- _Activity list_
1 > Answer these from the Accountable Care Organizations page:
(a) Where on the page are the most recent additions placed?
(b) In which journal, and on what date, did the piece by Haywood and Kosel appear?
(c) In which regions does Goldsmith say hospital-doctor power struggles are a particular challenge to ACOs?
2 > Repeat the part of the Accountable Care Organizations page starting with "In this article" and going on through "cost curve downward.".
3 > Pick up the Accountable Care Organizations page after its last sentence and continue it.

- _Passage provided_
* * * * * * *
Accountable Care Organizations

This page provides additional resources related to Accountable Care Organizations.  The most recent additions are always at the top of the page. 

CMS Draft Regulations for Accountable Care Organizations are now here.

 

Trent T. Haywood, M.D., J.D., and Keith C. Kosel, Ph.D., M.B.A., M.H.S.A. The ACO Model — A Three-Year Financial Loss?NEJM March 23, 2011  

Introduction:The accountable care organization (ACO) model is rather controversial among health care experts. Its proponents tout the potential savings and coordinated care that could be achieved through this model.1 Others, however, point out that the model is not without risks, such as the potential for anticompetitive effects as providers leverage it to concentrate market power.2,3 While experts are trying to clarify such matters, many health care executives and physician practices are deciding whether to move forward with becoming ACOs. Yet they may be unaware that the limited data suggest that most organizations will lose money in the first 3 years under the ACO model.

Goldsmith, J. 2011. “Accountable Care Organizations: The Case for Flexible Partnerships between Health Plans and Providers.” Health Affairs 30(1): 32

In this article Goldsmith provides an overview of the challenge to ACOs due to hospital-doctor power struggles – particularly in the West and South.  He also suggests that if ACOs foster more market concentration among providers, they have the potential to shift costs onto private insurers which is the exact opposite of the goal of the ACA to bend the healthcare cost curve downward.
* * * * * * *
- _Listed entries_
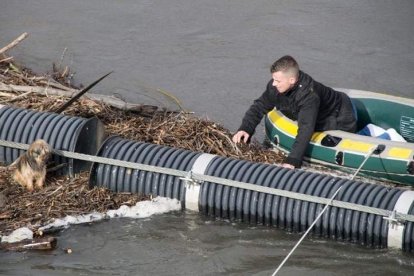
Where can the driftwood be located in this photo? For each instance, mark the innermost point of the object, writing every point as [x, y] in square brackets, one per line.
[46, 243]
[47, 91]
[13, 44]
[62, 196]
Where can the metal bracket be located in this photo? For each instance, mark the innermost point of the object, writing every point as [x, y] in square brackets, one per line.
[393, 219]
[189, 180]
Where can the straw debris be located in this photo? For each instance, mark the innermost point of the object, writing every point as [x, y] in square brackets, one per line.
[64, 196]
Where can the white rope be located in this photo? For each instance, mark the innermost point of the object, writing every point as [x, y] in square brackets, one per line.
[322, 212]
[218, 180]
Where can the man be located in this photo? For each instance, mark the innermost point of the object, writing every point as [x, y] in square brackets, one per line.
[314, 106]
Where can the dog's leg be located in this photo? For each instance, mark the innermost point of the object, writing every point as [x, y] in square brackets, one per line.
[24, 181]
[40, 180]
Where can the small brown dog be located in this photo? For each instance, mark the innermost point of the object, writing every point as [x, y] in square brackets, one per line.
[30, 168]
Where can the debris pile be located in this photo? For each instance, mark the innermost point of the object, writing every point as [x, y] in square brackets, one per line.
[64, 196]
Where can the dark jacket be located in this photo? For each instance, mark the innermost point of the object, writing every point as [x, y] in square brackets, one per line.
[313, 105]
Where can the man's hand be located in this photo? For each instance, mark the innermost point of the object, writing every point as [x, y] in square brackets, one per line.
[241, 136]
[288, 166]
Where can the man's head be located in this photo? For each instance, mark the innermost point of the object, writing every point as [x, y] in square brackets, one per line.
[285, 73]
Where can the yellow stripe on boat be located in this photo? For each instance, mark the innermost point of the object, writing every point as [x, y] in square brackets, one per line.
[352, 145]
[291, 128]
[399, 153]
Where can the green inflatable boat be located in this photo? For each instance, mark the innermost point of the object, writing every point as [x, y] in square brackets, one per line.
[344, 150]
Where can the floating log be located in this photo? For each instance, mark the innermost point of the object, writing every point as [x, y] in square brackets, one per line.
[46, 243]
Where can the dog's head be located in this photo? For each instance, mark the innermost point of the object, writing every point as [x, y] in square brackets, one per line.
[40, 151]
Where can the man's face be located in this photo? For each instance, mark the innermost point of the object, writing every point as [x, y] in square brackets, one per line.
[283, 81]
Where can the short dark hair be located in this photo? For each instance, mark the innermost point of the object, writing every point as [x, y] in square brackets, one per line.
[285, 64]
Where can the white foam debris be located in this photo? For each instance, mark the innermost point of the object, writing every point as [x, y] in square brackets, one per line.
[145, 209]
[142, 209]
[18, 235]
* * * * * * *
- _Answers_
1 >
(a) At the top of the page.
(b) NEJM, March 23, 2011.
(c) The West and the South.

2 >
In this article Goldsmith provides an overview of the challenge to ACOs due to hospital-doctor power struggles – particularly in the West and South.  He also suggests that if ACOs foster more market concentration among providers, they have the potential to shift costs onto private insurers which is the exact opposite of the goal of the ACA to bend the healthcare cost curve downward.

3 >
Instead he proposes a more flexible payment model for providers and private insurers that would divide health care services into three categories: long-term, low-intensity primary care; unscheduled care, including unscheduled emergency services; and major clinical interventions that usually involve hospitalization or organized outpatient care.

Each category of care would be paid for differently, with each containing different elements of financial risk for the providers. Health plans would then be encouraged to provide logistical and analytic support to providers in managing health costs in these categories.

Mark C. Shields, Pankaj H. Patel, Martin Manning, and Lee Sacks. “A Model For Integrating Independent Physicians Into Accountable Care Organizations.” Health Affairs 10.1377 December 16, 2010,

Abstract: The Affordable Care Act encourages the formation of accountable care organizations as a new part of Medicare. Pending forthcoming federal regulations, though, it is unclear precisely how these ACOs will be structured. Although large integrated care systems that directly employ physicians may be most likely to evolve into ACOs, few such integrated systems exist in the United States. This paper demonstrates how Advocate Physician Partners in Illinois could serve as a model for a new kind of accountable care organization, by demonstrating how to organize physicians into partnerships with hospitals to improve care, cut costs, and be held accountable for the results. The partnership has signed its first commercial ACO contract effective January 1, 2011 with the largest insurer in Illinois, Blue Cross Blue Shield. Other commercial contracts are expected to follow. In a health care system still dominated by small, independent physician practices, this may constitute a more viable way to push the broader health care system toward accountable care.

 

 

Kocher, Robert and Sahni, Nikhil, “Physicians vs. Hospitals as Leaders of Accountable Care Organizations“. NEJM  363:27: 2579

One broad policy goal of the ACA is to promote “systems based care” and the ACO is one of the tools to this end.  However as this discussion has become more intense policy observers have begun to urge caution and have suggested less comprehensive models that might achieve the same goals.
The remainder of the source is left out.